> EXERCISE BRIEF: Each line below is to be written out in full, exactly as shown.

[Region pointing data]
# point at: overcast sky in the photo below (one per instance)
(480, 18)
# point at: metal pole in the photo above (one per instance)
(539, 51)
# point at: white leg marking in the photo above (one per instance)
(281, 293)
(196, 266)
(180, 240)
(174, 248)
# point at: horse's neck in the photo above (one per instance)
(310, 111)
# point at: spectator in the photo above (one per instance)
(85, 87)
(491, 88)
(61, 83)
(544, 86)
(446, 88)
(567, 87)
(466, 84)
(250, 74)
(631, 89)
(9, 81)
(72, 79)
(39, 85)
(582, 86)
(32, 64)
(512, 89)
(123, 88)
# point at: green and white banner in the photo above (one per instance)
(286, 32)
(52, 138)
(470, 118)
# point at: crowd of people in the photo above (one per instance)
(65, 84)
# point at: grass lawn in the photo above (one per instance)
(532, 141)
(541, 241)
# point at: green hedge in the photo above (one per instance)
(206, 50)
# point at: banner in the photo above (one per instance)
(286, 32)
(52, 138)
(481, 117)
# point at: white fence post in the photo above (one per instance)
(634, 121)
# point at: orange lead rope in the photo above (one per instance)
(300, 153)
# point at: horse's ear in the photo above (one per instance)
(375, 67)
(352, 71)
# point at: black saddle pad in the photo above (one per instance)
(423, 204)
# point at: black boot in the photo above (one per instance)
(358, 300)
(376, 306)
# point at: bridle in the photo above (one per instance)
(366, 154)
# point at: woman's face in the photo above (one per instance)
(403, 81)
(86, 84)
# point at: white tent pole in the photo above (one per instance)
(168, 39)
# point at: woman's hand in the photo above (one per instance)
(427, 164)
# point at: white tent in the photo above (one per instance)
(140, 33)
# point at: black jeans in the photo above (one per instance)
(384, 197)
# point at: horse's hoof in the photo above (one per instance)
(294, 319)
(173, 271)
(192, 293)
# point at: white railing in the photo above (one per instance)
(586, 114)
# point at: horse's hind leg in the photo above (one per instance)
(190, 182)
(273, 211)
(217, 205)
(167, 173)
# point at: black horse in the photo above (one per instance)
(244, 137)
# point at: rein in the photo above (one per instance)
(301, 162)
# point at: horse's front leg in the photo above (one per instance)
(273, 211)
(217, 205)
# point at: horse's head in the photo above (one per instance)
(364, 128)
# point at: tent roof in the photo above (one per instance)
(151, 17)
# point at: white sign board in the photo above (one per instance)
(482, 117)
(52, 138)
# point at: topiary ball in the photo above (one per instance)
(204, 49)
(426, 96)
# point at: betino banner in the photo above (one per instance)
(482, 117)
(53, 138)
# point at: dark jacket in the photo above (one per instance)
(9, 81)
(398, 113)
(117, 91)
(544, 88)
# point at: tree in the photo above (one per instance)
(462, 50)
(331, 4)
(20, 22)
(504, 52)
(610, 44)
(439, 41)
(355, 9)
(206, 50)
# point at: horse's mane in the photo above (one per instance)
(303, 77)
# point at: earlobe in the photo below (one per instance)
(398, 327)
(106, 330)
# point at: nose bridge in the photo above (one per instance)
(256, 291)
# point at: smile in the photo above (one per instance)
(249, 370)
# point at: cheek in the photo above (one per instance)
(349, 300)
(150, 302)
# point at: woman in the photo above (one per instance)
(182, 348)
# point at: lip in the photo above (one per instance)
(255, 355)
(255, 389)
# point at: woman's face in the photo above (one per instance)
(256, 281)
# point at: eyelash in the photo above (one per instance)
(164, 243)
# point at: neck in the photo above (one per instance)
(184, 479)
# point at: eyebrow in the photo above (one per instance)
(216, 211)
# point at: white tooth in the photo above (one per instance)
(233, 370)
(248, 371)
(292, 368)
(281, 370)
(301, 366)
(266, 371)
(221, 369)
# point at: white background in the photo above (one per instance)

> TASK RESPONSE:
# point at: overcast sky in the photo below (one per instance)
(480, 18)
# point at: metal pole in the photo above (one per instance)
(539, 51)
# point at: white leg marking in the photo above (one per instance)
(281, 293)
(196, 266)
(180, 240)
(174, 248)
# point at: horse's neck in the photo above (one per instance)
(310, 111)
# point at: spectator in the photo above (one per instance)
(85, 87)
(491, 88)
(61, 83)
(544, 86)
(446, 88)
(567, 87)
(466, 84)
(250, 74)
(631, 89)
(9, 81)
(72, 79)
(39, 85)
(582, 86)
(32, 64)
(512, 89)
(123, 88)
# point at: green and white banner in the photo above (one per instance)
(286, 32)
(52, 138)
(470, 118)
# point at: crowd of people in the photo above (one per instance)
(65, 84)
# point at: grass lawn in the photo above (one per instance)
(532, 141)
(541, 241)
# point at: green hedge in the photo above (one per instance)
(206, 50)
# point at: banner in the photo above (one per instance)
(286, 32)
(52, 138)
(481, 117)
# point at: white fence post in the photo above (one per instance)
(634, 121)
# point at: orange lead rope in the photo above (one per instance)
(300, 153)
# point at: horse's ear in the photo above (one per instance)
(375, 67)
(352, 71)
# point at: black saddle pad in the photo above (one per instance)
(423, 204)
# point at: black boot in the photo above (one per instance)
(358, 300)
(376, 306)
# point at: bridle in the photo above (one per instance)
(366, 154)
# point at: woman's face in the photo above (one per instance)
(403, 81)
(86, 84)
# point at: white tent pole in the photo above (one per instance)
(168, 39)
# point at: woman's hand in the photo above (one per instance)
(427, 164)
# point at: white tent in the photo above (one per instance)
(140, 33)
# point at: black jeans in the photo above (one per instance)
(384, 197)
# point at: horse's hoof in the photo above (one per instance)
(294, 319)
(173, 271)
(192, 293)
# point at: white railing in the photo above (one per instance)
(586, 114)
# point at: horse's hind leg in the photo above (one per instance)
(190, 182)
(273, 211)
(217, 205)
(167, 173)
# point at: black horse in the photo above (one per instance)
(244, 137)
# point at: rein in the photo above (one per instance)
(301, 162)
# point at: horse's front leg in the photo above (one per instance)
(273, 211)
(217, 205)
# point at: horse's head in the photo above (one per instance)
(364, 128)
# point at: tent roof in the photo above (one per instance)
(151, 17)
# point at: white sign board in the photo above (one per instance)
(482, 117)
(52, 138)
# point at: topiary ball in the photo above (one per instance)
(204, 49)
(426, 96)
# point at: betino banner in the photo above (one per instance)
(482, 117)
(53, 138)
# point at: dark jacket in the photo above (one per instance)
(9, 81)
(398, 113)
(117, 91)
(544, 88)
# point at: tree in the photo above (one per instance)
(462, 50)
(331, 4)
(20, 22)
(504, 52)
(610, 44)
(439, 41)
(355, 9)
(206, 50)
# point at: horse's mane in the photo above (one per instance)
(303, 77)
# point at: earlobe in the photo below (one per instance)
(398, 327)
(106, 330)
# point at: nose bridge in the photo above (one per instance)
(256, 291)
# point at: smile in the photo above (one per instance)
(249, 370)
# point at: cheek in the photo above (one per instance)
(349, 300)
(150, 302)
# point at: woman in the photo above (one per instance)
(182, 348)
# point at: lip in the photo above (one per instance)
(255, 355)
(255, 389)
# point at: woman's face in the photo above (one per instance)
(256, 281)
# point at: eyelash in the photo above (one per instance)
(164, 243)
# point at: neck in the photo above (one per instance)
(184, 479)
# point at: eyebrow in the photo above (one per instance)
(216, 211)
# point at: white tooth in the photo above (one per instance)
(233, 370)
(248, 371)
(292, 368)
(281, 370)
(301, 366)
(266, 371)
(221, 369)
# point at: white background in the photo above (one per instance)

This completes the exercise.